*SOURCE TEXT*:
This week in Math 10, I have chosen to talk about linear equation systems in word problems.
When it comes to linear equations, word problems can be quite simple to rather complex, like these two examples.
“The sum of two numbers is 42. The larger number is two times the smaller number. Find the numbers.”
“A jet airliner moving against 79 km/h wind at 903 km/h arrives at an airport after 6 hours. On the return trip, it takes 5 hours with the wind to reach the origin airport. Determine the distance between the airports.”
Interpreting the word problems requires you to keep an eye out for terms that indicate values. Taking the first example…
“The sum of two numbers is 42. The larger number is two times the smaller number. Find the numbers.”
To begin, declare variables with the following statement.
Let x=larger number
y=smaller number
While changing variable names and representations when needed.
For the more complex problems like the second example, you can use a table to help you create the system. First, we read the problem.
“A jet airliner moving against 79 km/h wind at 903 km/h arrives at an airport 5652 km away. On the return trip, it travels with the same wind to reach the origin airport. Determine the time for both trips.”
Now, we put this information into a 9×9 table, like so.
| x | 903-79 | 5652 |
| y | 903+79 | 5652 |
In this table, each column represents, from left to right, time, speed and distance. In this case, the bottom row is unused; it would have been used for a total, if applicable. Another problem that has this total would be the following.
“A chemist is mixing 500 mL of E85 ethanol fuel (85% ethanol) from bottles of 40% ethanol and 95% ethanol solutions. Determine how much 40% ethanol was used.”
In this case, from left to right, the columns represent amount, rate and value. (Or mL, % of ethanol, mL of ethanol.) Let x=40% ethanol and y=95% ethanol.
| x | 40% (0.4) | 0.4x |
| y | 95% (0.95) | 0.95y |
| 500 | 85% (0.85) | 0.85(500)=425 |

*MATERIAL SHOWN*:
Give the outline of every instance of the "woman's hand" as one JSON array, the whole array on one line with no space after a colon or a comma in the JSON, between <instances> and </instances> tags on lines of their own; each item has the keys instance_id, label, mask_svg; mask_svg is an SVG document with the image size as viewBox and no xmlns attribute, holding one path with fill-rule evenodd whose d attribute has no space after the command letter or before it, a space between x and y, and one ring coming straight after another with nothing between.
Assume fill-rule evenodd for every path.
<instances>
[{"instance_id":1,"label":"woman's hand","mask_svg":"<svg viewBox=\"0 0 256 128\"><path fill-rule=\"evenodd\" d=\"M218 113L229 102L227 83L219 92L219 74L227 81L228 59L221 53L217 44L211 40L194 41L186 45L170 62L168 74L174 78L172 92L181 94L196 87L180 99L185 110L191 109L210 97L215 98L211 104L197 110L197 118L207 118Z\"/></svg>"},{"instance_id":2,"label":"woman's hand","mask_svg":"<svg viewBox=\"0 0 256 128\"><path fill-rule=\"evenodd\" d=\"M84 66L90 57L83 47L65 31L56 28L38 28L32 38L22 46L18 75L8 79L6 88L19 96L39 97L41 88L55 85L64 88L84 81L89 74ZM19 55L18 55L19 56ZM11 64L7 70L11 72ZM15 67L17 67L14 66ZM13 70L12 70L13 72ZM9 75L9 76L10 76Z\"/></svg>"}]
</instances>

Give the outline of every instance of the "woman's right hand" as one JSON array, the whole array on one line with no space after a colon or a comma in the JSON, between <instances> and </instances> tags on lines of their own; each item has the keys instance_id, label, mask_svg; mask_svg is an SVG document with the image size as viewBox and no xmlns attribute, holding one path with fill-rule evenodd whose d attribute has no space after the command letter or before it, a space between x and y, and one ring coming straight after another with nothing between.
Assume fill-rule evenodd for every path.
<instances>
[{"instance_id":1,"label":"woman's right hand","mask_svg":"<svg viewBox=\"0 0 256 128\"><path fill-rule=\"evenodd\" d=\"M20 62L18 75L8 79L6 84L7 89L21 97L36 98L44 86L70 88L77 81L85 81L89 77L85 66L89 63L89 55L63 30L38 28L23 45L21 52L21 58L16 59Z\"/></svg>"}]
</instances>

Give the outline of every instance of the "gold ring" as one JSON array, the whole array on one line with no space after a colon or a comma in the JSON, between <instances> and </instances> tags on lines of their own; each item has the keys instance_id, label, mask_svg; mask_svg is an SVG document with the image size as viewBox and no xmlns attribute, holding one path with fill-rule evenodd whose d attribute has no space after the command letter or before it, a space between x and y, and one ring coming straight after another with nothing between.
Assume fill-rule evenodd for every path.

*WHAT YOU WILL DO*:
Repeat word for word the stretch of the post on linear systems in word problems from "Let x=larger number" through "be the following.".

*PROBLEM SOLUTION*:
Let x=larger number
y=smaller number
While changing variable names and representations when needed.
For the more complex problems like the second example, you can use a table to help you create the system. First, we read the problem.
“A jet airliner moving against 79 km/h wind at 903 km/h arrives at an airport 5652 km away. On the return trip, it travels with the same wind to reach the origin airport. Determine the time for both trips.”
Now, we put this information into a 9×9 table, like so.
| x | 903-79 | 5652 |
| y | 903+79 | 5652 |
In this table, each column represents, from left to right, time, speed and distance. In this case, the bottom row is unused; it would have been used for a total, if applicable. Another problem that has this total would be the following.